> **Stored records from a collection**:
:::
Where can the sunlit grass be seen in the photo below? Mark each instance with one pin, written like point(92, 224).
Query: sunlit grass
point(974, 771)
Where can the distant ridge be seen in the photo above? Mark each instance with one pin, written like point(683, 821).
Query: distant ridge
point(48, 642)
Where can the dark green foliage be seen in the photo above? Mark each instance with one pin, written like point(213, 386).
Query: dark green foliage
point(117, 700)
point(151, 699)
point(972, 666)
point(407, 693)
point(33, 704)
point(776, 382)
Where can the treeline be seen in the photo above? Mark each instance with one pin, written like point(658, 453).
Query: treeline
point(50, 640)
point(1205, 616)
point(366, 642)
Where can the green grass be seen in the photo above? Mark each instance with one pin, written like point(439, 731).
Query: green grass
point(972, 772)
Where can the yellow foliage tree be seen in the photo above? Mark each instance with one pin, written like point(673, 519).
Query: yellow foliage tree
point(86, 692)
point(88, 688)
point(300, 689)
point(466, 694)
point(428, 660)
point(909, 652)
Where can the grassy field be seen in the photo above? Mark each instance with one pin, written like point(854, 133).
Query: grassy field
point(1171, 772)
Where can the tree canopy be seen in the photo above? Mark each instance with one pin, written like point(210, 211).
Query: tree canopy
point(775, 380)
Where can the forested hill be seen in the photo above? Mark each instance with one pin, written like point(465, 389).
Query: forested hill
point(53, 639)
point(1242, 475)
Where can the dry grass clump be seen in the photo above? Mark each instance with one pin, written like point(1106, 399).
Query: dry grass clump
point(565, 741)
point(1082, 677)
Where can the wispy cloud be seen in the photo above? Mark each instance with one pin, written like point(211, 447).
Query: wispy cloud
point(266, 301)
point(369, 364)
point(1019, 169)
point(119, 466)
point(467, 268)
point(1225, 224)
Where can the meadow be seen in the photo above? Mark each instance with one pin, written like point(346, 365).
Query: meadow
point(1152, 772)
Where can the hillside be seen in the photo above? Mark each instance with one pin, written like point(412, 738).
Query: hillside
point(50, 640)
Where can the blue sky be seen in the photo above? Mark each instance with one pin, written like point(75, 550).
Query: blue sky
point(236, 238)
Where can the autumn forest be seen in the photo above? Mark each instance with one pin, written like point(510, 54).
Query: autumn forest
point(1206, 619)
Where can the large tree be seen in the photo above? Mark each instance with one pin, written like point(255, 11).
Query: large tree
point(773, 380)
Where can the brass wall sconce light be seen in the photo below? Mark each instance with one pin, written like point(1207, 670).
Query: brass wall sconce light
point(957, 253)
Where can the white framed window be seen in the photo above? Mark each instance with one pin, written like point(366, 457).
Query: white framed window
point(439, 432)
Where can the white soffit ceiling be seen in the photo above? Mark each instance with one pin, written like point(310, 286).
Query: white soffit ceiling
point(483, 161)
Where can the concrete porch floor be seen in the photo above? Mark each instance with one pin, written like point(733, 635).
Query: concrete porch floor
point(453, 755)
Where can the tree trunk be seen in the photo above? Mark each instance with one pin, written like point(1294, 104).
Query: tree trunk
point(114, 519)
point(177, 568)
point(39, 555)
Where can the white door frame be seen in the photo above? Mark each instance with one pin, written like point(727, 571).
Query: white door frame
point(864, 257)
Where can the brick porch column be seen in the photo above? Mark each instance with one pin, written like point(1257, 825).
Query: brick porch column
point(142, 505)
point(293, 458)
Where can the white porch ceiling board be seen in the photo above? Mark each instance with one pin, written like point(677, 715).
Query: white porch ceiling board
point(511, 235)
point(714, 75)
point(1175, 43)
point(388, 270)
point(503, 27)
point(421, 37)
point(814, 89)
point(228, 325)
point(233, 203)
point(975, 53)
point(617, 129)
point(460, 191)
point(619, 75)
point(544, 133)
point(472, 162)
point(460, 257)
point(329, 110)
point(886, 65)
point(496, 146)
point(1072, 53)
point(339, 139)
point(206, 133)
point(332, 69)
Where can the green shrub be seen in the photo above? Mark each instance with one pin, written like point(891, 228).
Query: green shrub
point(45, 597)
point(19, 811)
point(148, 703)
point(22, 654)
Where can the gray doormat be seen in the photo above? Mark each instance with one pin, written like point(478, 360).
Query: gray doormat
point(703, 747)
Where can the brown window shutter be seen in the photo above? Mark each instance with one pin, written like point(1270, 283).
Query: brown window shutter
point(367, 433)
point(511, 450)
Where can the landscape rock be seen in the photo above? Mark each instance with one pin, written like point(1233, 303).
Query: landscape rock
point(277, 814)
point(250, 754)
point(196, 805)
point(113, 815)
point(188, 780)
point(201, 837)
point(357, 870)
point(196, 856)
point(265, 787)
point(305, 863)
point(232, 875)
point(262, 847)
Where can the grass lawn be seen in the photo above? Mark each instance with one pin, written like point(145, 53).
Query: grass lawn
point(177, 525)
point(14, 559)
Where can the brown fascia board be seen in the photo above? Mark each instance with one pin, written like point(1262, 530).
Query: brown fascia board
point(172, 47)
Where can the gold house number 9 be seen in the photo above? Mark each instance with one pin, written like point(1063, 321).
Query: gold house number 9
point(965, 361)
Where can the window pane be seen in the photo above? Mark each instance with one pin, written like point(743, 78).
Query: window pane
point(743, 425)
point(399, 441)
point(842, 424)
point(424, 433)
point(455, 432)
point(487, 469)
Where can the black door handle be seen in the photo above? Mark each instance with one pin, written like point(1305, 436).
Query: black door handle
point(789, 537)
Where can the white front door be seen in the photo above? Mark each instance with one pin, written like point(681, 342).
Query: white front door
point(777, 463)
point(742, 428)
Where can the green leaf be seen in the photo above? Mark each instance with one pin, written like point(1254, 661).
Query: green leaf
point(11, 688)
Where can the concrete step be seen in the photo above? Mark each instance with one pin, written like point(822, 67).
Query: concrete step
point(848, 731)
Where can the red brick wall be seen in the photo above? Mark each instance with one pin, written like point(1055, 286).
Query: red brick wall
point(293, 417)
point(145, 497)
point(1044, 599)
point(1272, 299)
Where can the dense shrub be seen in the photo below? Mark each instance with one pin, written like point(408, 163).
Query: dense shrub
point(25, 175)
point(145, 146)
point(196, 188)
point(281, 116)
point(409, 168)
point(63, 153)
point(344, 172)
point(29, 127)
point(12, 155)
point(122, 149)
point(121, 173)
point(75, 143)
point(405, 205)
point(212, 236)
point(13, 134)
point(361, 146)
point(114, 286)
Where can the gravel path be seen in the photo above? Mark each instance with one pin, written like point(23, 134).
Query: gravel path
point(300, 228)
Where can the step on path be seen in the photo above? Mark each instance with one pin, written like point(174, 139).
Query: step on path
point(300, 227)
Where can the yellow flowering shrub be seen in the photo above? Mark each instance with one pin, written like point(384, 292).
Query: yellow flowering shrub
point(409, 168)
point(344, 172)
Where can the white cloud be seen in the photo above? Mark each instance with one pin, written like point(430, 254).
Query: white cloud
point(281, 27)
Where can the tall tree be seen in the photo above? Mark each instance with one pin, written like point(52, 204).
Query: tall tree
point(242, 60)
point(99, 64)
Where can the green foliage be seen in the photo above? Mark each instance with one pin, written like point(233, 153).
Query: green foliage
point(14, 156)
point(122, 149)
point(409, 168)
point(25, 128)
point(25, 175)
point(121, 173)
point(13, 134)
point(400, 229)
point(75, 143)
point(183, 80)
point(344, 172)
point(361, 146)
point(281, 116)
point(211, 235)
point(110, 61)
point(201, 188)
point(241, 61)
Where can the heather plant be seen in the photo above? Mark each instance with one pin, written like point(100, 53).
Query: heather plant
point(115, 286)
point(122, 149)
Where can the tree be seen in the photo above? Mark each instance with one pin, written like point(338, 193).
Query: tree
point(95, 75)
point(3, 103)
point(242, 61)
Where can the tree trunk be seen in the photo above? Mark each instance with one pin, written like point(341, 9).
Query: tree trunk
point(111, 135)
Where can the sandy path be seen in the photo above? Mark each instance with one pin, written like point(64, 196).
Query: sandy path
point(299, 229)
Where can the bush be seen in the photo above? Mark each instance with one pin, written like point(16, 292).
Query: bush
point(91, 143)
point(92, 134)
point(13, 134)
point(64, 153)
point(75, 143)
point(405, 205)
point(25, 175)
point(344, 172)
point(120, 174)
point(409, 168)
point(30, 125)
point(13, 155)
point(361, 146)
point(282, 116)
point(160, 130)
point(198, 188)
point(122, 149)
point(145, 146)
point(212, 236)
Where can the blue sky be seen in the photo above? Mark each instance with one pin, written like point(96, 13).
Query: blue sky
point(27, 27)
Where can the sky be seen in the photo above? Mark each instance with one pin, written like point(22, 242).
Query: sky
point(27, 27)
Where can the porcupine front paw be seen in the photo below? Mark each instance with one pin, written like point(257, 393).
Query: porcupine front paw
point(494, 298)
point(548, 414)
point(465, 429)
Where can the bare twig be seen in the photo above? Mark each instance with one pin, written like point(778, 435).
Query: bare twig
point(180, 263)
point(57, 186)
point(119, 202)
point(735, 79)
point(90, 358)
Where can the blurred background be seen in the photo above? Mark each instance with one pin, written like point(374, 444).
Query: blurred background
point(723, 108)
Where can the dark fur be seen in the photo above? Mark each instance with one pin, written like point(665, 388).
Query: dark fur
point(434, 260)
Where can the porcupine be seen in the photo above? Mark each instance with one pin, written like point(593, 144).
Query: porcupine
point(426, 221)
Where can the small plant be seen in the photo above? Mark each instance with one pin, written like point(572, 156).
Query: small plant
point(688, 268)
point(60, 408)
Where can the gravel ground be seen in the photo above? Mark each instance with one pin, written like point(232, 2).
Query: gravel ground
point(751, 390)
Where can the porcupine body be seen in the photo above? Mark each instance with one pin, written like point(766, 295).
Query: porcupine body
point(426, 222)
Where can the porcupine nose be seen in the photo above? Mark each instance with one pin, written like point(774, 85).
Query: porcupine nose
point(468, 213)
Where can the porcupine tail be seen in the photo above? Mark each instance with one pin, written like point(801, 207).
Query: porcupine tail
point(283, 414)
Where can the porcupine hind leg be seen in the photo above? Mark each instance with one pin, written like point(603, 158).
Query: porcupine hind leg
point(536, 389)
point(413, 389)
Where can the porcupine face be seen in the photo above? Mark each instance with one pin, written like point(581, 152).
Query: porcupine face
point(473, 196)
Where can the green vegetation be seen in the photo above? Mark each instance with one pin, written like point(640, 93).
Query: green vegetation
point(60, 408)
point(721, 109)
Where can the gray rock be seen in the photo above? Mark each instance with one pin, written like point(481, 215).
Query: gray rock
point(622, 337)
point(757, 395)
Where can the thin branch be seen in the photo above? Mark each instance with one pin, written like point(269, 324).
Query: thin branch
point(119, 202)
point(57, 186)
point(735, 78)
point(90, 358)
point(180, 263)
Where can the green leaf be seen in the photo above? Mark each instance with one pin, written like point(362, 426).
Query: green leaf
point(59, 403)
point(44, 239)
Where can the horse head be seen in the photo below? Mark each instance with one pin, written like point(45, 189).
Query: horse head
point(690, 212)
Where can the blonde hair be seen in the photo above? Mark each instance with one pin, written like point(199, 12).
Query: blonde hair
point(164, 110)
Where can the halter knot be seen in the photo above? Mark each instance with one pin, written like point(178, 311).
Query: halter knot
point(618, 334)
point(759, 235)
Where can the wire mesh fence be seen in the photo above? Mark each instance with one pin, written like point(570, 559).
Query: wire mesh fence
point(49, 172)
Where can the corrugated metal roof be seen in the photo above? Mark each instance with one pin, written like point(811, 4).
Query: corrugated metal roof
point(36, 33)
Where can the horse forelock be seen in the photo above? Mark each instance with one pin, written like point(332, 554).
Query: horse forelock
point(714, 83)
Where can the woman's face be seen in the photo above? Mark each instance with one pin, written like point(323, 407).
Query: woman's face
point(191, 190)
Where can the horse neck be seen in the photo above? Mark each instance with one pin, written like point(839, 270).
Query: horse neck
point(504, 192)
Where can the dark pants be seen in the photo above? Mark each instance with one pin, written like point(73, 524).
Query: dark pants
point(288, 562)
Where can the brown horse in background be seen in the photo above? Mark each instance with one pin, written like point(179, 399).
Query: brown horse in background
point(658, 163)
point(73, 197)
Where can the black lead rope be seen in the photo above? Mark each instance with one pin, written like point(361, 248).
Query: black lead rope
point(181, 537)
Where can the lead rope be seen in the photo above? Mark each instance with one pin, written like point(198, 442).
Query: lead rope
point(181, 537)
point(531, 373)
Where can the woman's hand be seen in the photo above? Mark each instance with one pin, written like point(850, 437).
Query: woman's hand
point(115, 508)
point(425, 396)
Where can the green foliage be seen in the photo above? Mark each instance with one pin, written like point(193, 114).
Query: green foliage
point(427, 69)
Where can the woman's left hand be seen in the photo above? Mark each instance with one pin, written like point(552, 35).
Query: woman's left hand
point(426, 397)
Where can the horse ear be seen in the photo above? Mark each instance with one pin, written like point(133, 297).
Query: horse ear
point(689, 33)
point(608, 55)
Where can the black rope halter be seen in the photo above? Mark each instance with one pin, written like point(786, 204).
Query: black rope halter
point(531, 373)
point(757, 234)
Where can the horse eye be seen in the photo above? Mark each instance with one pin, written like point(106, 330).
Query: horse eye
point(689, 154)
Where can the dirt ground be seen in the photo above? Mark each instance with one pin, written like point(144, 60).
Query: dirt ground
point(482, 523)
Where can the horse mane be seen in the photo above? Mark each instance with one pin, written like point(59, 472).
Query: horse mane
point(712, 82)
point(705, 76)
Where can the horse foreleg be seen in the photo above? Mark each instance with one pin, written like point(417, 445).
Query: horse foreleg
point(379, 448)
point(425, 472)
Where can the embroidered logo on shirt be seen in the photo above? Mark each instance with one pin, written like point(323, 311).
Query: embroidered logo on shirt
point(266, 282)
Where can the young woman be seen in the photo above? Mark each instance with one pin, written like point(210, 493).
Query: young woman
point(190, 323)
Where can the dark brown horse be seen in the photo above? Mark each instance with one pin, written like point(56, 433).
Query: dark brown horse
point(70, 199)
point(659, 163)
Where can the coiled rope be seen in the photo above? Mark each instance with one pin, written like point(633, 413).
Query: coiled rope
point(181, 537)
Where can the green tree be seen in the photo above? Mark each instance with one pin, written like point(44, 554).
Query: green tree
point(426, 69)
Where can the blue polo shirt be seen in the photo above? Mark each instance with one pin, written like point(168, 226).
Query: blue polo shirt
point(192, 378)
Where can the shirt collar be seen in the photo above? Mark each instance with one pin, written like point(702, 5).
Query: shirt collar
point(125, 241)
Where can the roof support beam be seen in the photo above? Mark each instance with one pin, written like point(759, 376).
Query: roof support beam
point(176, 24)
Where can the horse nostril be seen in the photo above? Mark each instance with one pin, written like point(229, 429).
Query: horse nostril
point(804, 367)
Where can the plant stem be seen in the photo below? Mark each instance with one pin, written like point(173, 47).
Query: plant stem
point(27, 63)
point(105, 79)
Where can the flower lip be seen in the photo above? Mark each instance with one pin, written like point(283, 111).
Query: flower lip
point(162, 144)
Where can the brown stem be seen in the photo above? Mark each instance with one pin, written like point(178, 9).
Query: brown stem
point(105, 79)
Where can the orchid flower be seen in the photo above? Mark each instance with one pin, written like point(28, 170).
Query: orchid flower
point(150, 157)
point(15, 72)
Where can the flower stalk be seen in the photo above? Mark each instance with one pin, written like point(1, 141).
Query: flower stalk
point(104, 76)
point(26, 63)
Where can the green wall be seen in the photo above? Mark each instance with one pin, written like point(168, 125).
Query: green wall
:::
> **Exercise description**: Recast the records from the line containing "Where can the dirt" through the line containing "point(190, 323)" as a two-column CSV with the headers request and answer. Give one row per request, put its text and its answer each in a single quoted field, and replace line breaks with spaces.

> **Completed exercise**:
request,answer
"Where can the dirt ground be seen in the photo above? Mark each instance with one pin, written like point(144, 60). Query: dirt ground","point(482, 523)"
"Where can the horse mane be seen in the photo above? Mark each instance with one pin, written like point(59, 472). Query: horse mane","point(712, 82) point(705, 76)"
"Where can the horse foreleg be seen in the photo above? Mark each instance with one pin, written like point(417, 445). Query: horse foreleg","point(379, 448) point(425, 472)"
"Where can the embroidered logo on shirt be seen in the photo above? Mark each instance with one pin, written like point(323, 311). Query: embroidered logo on shirt","point(266, 282)"
"Where can the young woman be seen in the photo above? Mark each instance with one pin, written like point(210, 493). Query: young woman","point(190, 323)"